§ AIM OF THE EXERCISE
Answer these questions from the excerpt below on the classroom simulation:
1. Which events are students told to ignore?
2. What have students recommended after each iteration of the exercise?
3. What is the first reason given for limiting the simulation to one seminar?
— BEGIN SELECTED EXTRACT —
Students are instructed that the exercise is a simulation, not a reenactment. They are also told to ignore the events that followed the end of the summit and the Oslo Process. In other words, students are instructed to locate themselves historically and deny themselves what would amount to clairvoyance. Students are encouraged to think creatively, within historical parameters, and explore if the negotiations could have produced different results. It must be emphasized, as it is in the course, that failing to produce a peace agreement is not failure in the exercise.
Our simulation consists of one 2½-hour seminar, late in the semester. Following each iteration, students have recommended that two classes be dedicated to the exercise. Consensus feedback has been that agreement would be struck if only there was more time. Three reasons are available for limiting the simulation to one seminar.
First, the simulation is scheduled for one seminar because any more in-class time would negatively affect coverage of other course material.
— END SELECTED EXTRACT —
— BEGIN RECORDS SUPPLIED —
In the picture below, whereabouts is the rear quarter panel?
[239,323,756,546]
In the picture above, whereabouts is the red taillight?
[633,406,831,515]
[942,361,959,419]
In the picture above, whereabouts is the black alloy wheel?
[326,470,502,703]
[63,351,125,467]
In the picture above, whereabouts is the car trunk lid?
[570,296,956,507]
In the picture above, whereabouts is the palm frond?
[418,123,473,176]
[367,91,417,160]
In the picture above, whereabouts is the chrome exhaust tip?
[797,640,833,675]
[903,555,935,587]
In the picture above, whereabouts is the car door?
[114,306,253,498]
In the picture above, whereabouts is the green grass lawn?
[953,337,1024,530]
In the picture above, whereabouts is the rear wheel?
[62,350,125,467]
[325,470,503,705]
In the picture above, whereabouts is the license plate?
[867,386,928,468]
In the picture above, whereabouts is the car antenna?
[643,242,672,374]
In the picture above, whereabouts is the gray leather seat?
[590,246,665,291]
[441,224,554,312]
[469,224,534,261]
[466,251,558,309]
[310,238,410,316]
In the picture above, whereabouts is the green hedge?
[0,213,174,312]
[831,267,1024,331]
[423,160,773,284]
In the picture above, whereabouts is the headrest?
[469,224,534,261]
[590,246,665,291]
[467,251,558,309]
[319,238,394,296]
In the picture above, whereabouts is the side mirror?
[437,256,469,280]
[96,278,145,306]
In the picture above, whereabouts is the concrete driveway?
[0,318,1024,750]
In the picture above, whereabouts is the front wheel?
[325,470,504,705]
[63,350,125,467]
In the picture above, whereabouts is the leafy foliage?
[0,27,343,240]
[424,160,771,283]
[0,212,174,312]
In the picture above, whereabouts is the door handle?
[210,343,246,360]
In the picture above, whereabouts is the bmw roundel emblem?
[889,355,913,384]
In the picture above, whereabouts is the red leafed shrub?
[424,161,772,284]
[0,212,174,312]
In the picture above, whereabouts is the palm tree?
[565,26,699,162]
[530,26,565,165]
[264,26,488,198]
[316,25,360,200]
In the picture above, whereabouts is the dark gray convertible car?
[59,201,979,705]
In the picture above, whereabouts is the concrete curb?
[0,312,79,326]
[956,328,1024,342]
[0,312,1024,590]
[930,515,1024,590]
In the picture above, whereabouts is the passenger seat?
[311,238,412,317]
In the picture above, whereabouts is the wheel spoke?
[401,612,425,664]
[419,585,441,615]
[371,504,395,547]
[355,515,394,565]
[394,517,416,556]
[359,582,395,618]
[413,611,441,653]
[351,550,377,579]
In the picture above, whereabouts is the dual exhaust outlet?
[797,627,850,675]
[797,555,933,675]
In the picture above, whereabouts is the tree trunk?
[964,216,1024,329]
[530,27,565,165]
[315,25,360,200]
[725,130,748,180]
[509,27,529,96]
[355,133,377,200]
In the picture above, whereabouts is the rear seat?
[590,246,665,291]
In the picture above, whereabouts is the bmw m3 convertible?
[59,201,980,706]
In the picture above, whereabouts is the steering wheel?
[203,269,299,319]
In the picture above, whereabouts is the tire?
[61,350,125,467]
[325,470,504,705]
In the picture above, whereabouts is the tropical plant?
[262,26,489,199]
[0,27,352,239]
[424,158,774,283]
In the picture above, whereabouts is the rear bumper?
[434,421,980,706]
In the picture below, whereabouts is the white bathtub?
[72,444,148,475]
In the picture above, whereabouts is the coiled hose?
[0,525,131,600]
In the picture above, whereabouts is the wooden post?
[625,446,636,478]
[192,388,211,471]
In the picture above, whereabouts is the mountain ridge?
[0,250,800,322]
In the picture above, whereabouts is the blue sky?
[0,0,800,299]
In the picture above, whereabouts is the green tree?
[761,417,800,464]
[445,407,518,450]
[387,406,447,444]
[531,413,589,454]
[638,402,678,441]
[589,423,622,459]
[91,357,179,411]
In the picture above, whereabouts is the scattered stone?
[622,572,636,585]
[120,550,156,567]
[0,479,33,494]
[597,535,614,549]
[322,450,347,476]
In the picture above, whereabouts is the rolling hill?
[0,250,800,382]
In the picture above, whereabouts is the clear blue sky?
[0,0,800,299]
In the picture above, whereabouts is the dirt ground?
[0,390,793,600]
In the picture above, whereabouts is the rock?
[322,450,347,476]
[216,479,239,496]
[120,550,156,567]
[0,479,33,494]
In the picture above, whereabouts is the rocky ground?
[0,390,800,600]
— END RECORDS SUPPLIED —
§ EXERCISE ANSWER
1. The events that followed the end of the summit and the Oslo Process.
2. That two classes be dedicated to the exercise.
3. Any more in-class time would negatively affect coverage of other course material.